### TEXTE FOURNI
* * * *
« C’est au fil de mes rencontres amoureuses de très jeune homme que je me suis retrouvé à Milan, où j’ai travaillé dans la publicité. Puis, dans les années 50, ce fut Paris et la rencontre avec Cartier-Bresson qui m’a conduit à la réalisation de mon rêve, celui de devenir photographe. J’avais compris à l’époque que je n’étais pas fait pour exercer n’importe quel métier, qu’il me fallait m’investir entièrement, intimement, dans une vie professionnelle. Photographier partout à travers le monde m’apparaissait comme une vocation, et non comme une profession. Une vocation d’explorateur, une sorte de Christophe Colomb.
C’est ainsi qu’en 1952, je suis allé au Pakistan, à l’invitation de l’ambassadeur de ce tout nouveau pays qui souhaitait le faire découvrir au monde grâce à la photo. L’avion étant beaucoup trop cher à l’époque, j’ai fait le voyage jusqu’à Karachi en cargo, au départ du port de Trieste. Toute une aventure qui s’est prolongée par un séjour de deux ans au Pakistan où je n’ai, en fait, rencontré que de très rares fois d’autres Européens. Une véritable immersion.
Je faisais alors développer mes photos par le seul et unique tireur que j’avais trouvé sur place, puis j’envoyais les tirages aux magazines européens. A mon retour, mon identité de photographe reporter s’était affirmée. Ma proximité avec les communautés pakistanaises m’avait permis de montrer des scènes de vie quotidienne assez inattendues aux yeux des Européens.
* * * *
### DONNÉES FOURNIES

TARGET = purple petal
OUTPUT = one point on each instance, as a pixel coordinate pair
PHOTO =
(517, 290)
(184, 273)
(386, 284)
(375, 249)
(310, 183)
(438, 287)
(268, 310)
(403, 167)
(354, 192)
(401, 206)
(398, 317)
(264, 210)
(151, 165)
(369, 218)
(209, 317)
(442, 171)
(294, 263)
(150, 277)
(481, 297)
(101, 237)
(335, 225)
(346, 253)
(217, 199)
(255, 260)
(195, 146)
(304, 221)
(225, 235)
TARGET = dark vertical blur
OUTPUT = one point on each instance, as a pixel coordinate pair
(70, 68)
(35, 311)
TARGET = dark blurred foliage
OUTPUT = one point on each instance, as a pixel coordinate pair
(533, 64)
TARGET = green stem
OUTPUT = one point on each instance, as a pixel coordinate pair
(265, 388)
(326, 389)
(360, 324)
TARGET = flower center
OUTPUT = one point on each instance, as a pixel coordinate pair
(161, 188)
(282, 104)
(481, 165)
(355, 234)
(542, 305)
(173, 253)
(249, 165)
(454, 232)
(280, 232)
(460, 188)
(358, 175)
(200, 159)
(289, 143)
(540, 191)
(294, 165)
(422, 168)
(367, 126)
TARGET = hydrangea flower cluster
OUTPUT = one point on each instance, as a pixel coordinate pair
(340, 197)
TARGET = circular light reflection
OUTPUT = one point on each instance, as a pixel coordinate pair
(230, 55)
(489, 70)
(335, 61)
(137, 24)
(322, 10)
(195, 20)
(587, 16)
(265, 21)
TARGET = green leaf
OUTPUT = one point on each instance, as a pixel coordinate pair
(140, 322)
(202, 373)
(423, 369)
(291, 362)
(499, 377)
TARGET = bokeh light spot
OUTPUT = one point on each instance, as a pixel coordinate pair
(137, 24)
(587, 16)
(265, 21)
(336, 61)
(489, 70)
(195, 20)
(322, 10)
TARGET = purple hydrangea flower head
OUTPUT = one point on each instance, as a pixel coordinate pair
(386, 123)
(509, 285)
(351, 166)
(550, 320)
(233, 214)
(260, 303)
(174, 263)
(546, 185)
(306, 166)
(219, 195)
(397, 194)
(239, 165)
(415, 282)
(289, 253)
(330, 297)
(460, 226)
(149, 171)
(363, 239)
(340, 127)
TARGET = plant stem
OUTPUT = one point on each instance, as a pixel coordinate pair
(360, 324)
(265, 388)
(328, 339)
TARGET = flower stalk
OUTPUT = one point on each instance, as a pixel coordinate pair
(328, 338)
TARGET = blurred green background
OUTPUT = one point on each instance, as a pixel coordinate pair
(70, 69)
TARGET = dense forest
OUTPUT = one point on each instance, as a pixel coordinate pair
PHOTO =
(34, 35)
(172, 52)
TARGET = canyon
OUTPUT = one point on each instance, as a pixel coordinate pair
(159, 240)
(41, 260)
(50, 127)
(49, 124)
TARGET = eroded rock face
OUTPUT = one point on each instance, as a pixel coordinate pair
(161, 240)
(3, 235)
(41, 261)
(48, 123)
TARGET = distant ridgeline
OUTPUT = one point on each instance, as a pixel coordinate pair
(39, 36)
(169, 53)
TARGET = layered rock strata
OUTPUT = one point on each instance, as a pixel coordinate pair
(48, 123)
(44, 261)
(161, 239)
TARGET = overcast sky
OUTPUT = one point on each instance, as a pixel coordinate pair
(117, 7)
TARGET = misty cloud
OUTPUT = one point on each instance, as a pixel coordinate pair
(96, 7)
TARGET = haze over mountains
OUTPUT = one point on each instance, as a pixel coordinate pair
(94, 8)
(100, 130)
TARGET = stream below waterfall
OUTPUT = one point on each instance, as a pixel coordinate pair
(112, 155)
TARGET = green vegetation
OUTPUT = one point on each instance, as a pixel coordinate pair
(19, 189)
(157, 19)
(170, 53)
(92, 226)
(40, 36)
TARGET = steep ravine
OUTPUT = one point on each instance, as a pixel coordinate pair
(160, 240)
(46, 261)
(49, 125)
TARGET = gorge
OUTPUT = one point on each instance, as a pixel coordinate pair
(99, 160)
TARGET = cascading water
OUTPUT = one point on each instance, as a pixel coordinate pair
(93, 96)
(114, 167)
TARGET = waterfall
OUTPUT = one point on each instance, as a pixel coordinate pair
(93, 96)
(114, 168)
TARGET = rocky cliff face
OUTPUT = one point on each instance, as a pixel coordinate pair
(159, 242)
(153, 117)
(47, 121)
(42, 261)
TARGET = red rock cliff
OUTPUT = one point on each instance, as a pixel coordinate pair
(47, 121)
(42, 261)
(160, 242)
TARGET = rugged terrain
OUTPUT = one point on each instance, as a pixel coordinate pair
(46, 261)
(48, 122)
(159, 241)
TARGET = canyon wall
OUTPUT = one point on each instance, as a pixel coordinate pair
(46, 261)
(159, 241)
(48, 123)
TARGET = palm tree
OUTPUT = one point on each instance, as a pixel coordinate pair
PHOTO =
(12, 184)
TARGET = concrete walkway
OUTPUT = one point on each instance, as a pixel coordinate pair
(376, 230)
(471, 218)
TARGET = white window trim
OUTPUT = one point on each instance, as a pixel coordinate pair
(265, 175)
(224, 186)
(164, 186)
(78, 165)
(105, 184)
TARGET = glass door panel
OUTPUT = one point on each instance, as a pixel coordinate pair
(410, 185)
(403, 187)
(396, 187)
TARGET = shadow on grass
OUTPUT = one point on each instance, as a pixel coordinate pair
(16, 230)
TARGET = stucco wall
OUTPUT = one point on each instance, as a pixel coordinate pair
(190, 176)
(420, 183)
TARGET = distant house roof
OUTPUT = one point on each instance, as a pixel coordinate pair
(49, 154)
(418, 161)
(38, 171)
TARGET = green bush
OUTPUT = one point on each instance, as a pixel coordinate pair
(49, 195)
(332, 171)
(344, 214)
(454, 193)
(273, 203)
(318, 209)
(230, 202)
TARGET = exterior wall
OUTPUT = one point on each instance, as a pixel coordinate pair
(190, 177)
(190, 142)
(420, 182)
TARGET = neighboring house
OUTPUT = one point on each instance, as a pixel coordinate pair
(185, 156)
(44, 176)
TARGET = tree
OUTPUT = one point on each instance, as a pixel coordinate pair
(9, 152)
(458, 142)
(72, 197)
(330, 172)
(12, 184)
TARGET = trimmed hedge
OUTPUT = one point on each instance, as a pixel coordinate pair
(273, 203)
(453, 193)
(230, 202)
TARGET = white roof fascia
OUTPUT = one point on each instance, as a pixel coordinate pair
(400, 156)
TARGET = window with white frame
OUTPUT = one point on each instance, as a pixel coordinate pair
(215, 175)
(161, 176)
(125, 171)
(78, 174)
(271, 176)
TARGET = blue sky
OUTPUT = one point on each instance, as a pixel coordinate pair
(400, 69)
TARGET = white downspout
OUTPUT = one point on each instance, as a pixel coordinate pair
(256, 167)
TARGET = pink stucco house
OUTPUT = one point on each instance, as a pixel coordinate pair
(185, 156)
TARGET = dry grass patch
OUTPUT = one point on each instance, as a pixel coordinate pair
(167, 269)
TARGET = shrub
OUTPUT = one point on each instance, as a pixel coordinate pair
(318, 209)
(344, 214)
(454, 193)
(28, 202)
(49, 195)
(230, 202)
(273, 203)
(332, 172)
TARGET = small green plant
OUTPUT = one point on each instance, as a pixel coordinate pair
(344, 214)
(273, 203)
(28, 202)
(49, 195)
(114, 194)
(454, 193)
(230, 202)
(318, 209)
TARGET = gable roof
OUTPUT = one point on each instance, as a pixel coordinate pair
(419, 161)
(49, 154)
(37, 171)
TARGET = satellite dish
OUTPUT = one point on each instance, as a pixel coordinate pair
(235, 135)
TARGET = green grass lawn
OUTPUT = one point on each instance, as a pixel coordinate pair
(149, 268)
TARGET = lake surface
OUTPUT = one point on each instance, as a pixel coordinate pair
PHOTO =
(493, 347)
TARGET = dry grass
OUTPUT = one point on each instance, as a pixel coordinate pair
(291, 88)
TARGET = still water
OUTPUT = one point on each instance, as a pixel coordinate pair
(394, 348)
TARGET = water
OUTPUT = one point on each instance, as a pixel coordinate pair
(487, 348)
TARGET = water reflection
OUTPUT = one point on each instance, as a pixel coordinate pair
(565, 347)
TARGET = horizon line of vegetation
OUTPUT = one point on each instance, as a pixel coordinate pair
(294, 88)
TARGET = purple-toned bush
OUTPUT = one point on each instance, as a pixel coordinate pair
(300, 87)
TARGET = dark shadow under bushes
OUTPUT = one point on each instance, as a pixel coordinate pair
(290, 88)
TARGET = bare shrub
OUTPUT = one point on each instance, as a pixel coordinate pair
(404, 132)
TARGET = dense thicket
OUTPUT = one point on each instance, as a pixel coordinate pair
* * * *
Traduisez en anglais cette phrase du texte fourni : « Photographier partout à travers le monde m’apparaissait comme une vocation, et non comme une profession. » Les lignes ci-dessus sont sans rapport avec le texte fourni.

Photographing all over the world seemed to me a vocation, not a profession.